● **What the task requires**: State how many lines of the records contain the string "mailbox", matching case exactly, and give only that number.

● **Record extracts**:
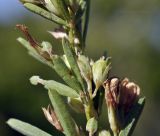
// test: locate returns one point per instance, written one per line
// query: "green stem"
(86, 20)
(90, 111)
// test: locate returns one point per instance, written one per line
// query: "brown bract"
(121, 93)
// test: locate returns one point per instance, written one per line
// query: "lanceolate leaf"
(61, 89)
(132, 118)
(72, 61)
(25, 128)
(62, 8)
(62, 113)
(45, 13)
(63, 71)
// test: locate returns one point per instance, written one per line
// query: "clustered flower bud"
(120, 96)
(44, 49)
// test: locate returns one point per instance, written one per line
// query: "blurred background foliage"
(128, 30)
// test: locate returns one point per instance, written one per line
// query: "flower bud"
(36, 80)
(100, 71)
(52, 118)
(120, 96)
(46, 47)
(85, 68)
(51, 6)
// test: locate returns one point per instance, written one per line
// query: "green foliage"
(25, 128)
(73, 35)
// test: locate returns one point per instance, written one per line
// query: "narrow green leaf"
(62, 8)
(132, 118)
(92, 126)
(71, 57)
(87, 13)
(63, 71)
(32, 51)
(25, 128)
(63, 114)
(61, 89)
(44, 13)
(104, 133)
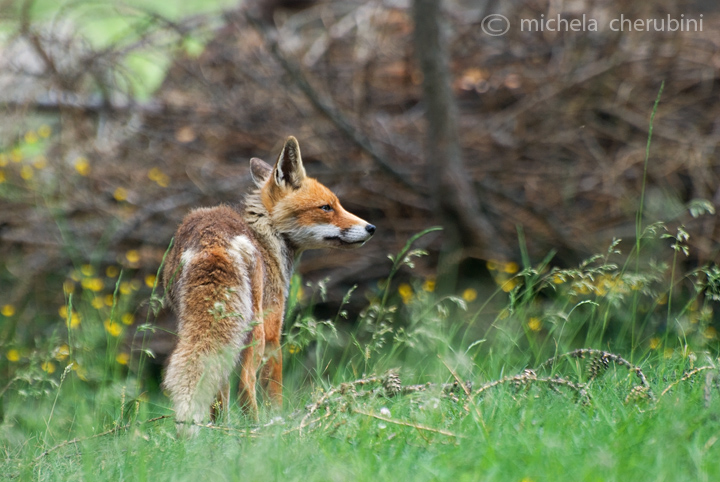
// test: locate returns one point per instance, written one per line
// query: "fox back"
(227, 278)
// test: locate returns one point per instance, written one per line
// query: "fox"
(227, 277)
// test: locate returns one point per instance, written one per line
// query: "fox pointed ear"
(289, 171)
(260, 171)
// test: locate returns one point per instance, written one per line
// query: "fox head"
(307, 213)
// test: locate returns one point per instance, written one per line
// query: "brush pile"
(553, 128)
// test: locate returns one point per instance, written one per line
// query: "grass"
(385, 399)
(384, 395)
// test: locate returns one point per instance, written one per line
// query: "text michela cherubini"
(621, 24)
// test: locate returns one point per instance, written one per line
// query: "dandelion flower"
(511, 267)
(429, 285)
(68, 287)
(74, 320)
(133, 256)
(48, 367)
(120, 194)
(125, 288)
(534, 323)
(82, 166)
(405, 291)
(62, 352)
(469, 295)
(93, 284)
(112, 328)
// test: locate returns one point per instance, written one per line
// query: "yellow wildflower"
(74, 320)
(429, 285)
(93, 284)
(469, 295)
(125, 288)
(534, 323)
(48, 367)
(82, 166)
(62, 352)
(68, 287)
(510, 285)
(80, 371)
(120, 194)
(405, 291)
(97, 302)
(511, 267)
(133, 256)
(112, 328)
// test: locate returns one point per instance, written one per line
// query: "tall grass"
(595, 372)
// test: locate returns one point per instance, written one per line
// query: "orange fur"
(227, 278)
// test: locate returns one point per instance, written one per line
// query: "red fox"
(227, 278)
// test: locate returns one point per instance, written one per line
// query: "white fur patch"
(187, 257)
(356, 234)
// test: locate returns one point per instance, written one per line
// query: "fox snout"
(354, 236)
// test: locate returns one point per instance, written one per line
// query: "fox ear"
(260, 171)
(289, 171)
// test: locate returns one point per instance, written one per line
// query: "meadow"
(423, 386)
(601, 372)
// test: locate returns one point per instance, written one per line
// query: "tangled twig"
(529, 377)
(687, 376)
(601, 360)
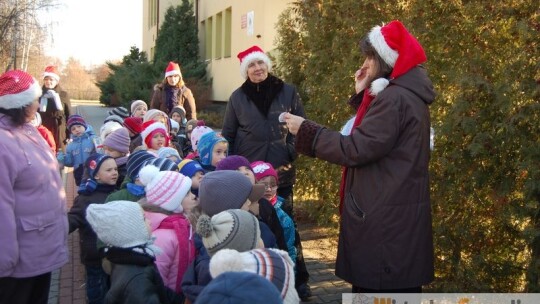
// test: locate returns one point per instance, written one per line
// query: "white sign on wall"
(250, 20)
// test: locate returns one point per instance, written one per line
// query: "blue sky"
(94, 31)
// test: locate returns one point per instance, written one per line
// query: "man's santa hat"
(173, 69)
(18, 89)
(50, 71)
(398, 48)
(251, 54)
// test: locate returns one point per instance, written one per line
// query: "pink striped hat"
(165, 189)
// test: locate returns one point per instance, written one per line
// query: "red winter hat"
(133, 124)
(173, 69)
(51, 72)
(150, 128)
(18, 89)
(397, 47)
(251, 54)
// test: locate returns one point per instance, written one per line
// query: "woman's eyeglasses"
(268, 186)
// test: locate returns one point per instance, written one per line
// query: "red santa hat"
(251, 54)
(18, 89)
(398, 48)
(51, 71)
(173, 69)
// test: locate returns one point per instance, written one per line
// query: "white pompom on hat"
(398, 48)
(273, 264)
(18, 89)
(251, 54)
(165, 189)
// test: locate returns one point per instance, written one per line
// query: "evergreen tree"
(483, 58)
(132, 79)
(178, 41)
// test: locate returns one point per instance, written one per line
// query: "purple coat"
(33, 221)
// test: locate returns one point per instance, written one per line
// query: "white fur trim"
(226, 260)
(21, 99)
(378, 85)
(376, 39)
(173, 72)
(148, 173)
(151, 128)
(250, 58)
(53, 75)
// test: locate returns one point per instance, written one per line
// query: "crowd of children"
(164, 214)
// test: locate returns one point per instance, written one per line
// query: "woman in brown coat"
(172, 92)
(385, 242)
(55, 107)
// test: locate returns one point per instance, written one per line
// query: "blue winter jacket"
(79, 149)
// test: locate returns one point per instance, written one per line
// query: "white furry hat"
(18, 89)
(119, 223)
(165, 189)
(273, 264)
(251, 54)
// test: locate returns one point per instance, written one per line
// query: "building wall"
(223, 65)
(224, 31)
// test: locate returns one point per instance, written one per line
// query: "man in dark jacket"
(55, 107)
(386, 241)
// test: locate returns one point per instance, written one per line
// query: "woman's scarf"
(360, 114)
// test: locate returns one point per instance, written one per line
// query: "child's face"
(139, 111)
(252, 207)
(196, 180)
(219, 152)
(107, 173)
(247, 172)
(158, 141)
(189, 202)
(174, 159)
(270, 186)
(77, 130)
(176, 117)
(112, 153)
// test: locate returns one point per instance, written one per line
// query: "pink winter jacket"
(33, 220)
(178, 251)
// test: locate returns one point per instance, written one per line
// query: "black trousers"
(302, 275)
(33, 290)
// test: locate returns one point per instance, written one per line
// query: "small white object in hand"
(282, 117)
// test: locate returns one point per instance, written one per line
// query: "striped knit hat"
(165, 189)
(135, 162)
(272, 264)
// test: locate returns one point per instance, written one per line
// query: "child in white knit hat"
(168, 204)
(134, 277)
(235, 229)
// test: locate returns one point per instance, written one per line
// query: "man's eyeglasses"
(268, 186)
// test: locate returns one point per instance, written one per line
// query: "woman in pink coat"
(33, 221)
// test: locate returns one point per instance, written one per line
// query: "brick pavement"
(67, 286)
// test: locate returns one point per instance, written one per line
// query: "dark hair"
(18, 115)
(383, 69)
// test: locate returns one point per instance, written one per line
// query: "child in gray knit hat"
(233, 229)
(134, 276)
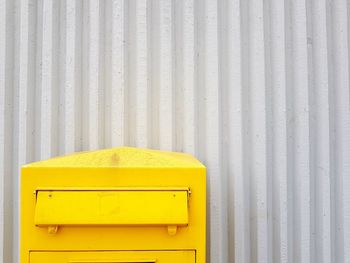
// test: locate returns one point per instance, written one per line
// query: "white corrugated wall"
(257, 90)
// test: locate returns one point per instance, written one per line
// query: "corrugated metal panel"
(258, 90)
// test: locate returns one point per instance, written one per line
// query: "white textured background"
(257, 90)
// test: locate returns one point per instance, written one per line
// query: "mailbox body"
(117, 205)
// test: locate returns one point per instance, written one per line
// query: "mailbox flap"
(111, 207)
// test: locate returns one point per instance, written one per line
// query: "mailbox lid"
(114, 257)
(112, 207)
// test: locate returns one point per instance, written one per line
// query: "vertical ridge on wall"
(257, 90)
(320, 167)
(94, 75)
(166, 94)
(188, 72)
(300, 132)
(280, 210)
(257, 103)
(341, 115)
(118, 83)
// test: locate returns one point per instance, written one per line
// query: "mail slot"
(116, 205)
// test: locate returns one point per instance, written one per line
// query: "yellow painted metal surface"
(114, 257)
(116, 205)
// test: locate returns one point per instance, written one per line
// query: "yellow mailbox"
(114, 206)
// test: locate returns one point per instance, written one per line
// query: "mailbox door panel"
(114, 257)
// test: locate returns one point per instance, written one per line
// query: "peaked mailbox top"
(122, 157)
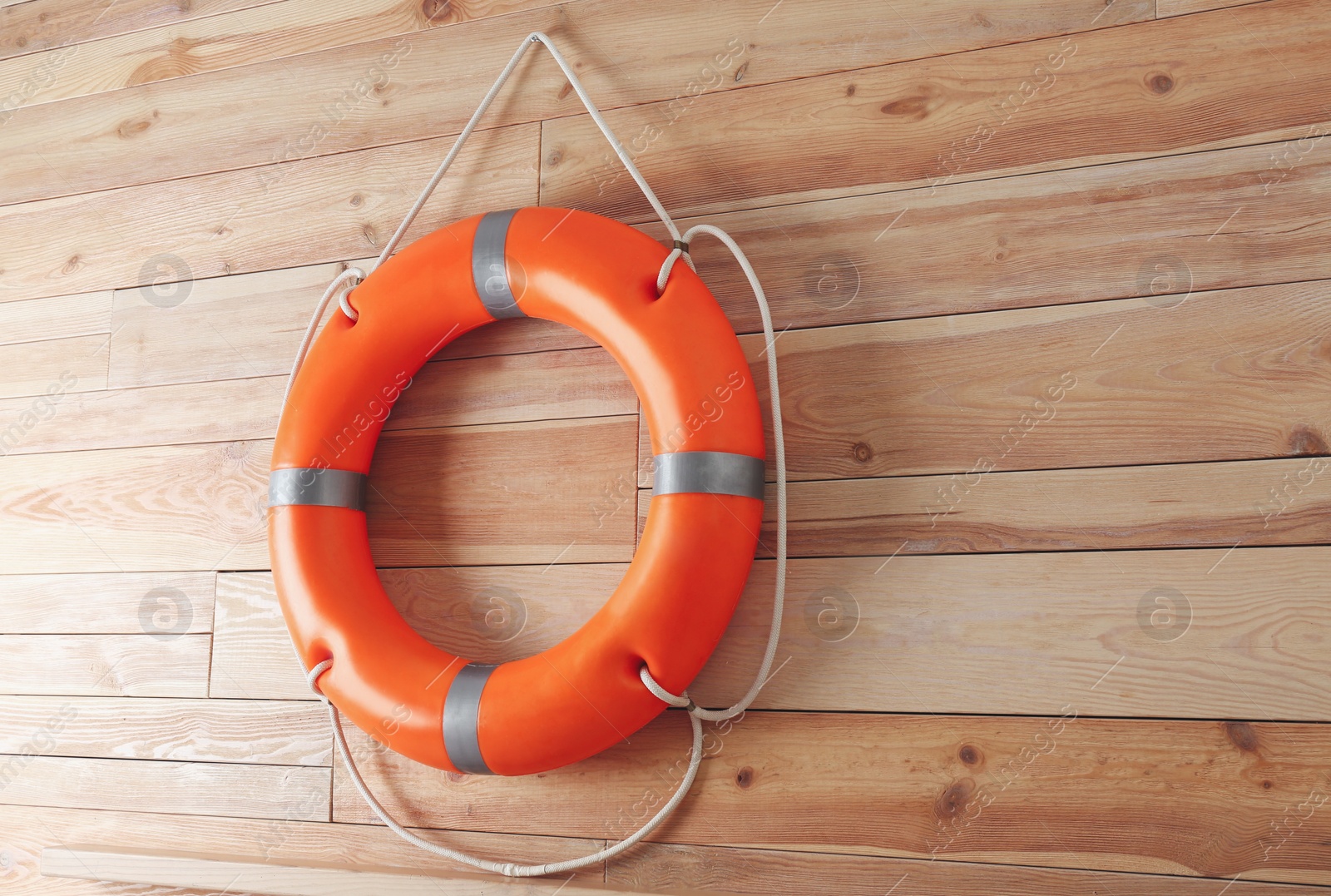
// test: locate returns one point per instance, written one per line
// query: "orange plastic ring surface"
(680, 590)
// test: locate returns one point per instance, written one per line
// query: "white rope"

● **Output**: 6